Set exercise: Reproduce the forum thread below about RuddeDogg's absence word for word, in full.

Document segment:
# # # # #

# Missing:RuddeDogg



## Jollymon

Any one know what happened to him, He used to post here regularly.


----------



## poppop1

I wondered the same thing, he knew his stuff and was like the welcoming committee for the forum, we discussed a few things on some PM's, hope he his well.


----------



## RuddeDogg

Hey guys I'm doing fine. I'm retired now and enjoying life. Don't post up anymore here. Way too much drama. Wish you all the best. Tight lines.


----------



## firstcatch

RuddeDogg said:


> Hey guys I'm doing fine. I'm retired now and enjoying life. Don't post up anymore here. Way too much drama. Wish you all the best. Tight lines.


It seems all of the forums are going 'south' due to 'drama'. Why can't we all get along?


----------



## lawluvs

This forum posted the least amount of drama in my opinion. other fishing forums are a lot worse. people turn into a "dylan roof" when you share how, what, and where you fish. heavy sigh ....


----------



## Jollymon

I use to fish in and around Cape May back in my high school days, Your posts reminded me of those days.

# # # # #

A few records
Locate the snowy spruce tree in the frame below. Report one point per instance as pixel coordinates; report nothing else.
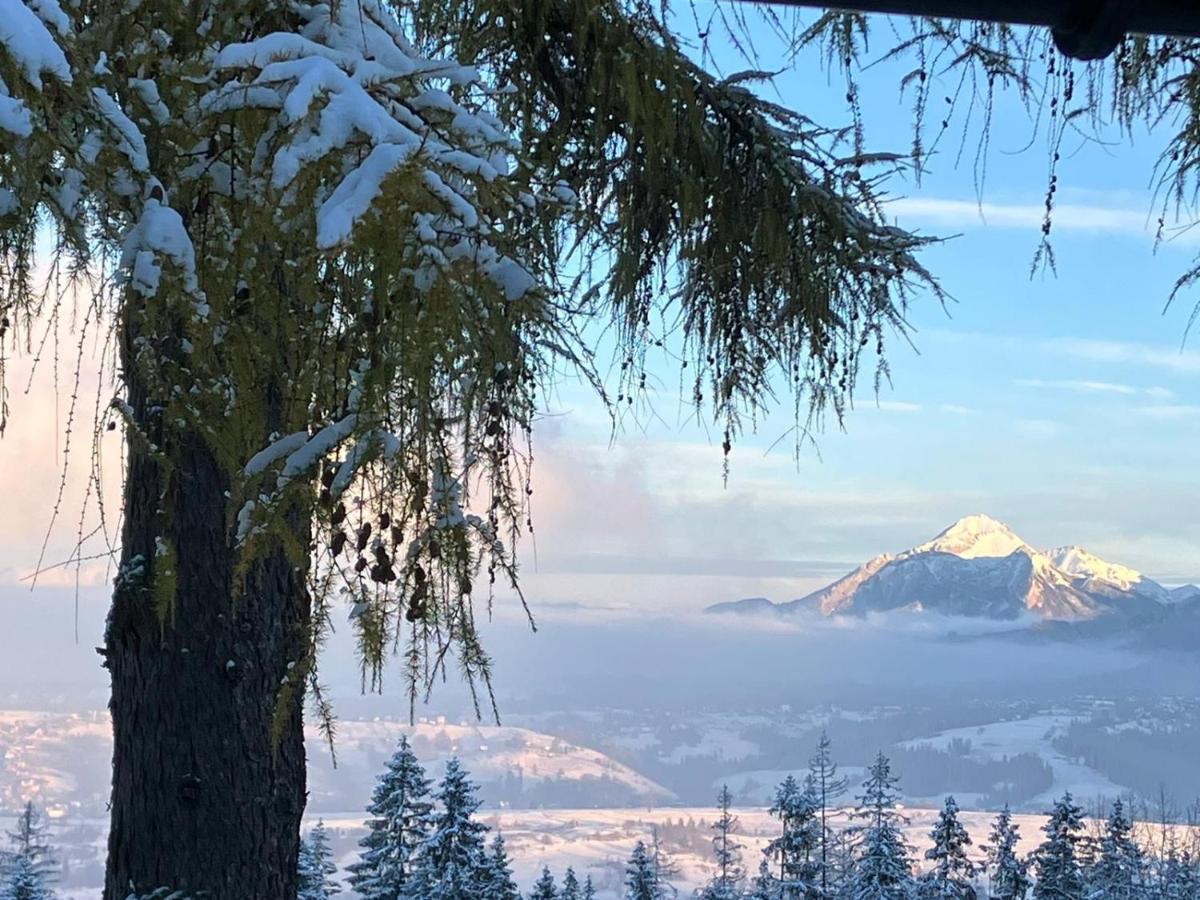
(793, 853)
(726, 882)
(571, 887)
(827, 787)
(545, 887)
(317, 867)
(399, 825)
(1007, 873)
(497, 881)
(323, 247)
(882, 869)
(21, 880)
(1056, 859)
(952, 873)
(641, 880)
(1120, 869)
(454, 863)
(30, 839)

# # # # #

The answer:
# Missing:RuddeDogg



## Jollymon

Any one know what happened to him, He used to post here regularly.


----------



## poppop1

I wondered the same thing, he knew his stuff and was like the welcoming committee for the forum, we discussed a few things on some PM's, hope he his well.


----------



## RuddeDogg

Hey guys I'm doing fine. I'm retired now and enjoying life. Don't post up anymore here. Way too much drama. Wish you all the best. Tight lines.


----------



## firstcatch

RuddeDogg said:


> Hey guys I'm doing fine. I'm retired now and enjoying life. Don't post up anymore here. Way too much drama. Wish you all the best. Tight lines.


It seems all of the forums are going 'south' due to 'drama'. Why can't we all get along?


----------



## lawluvs

This forum posted the least amount of drama in my opinion. other fishing forums are a lot worse. people turn into a "dylan roof" when you share how, what, and where you fish. heavy sigh ....


----------



## Jollymon

I use to fish in and around Cape May back in my high school days, Your posts reminded me of those days.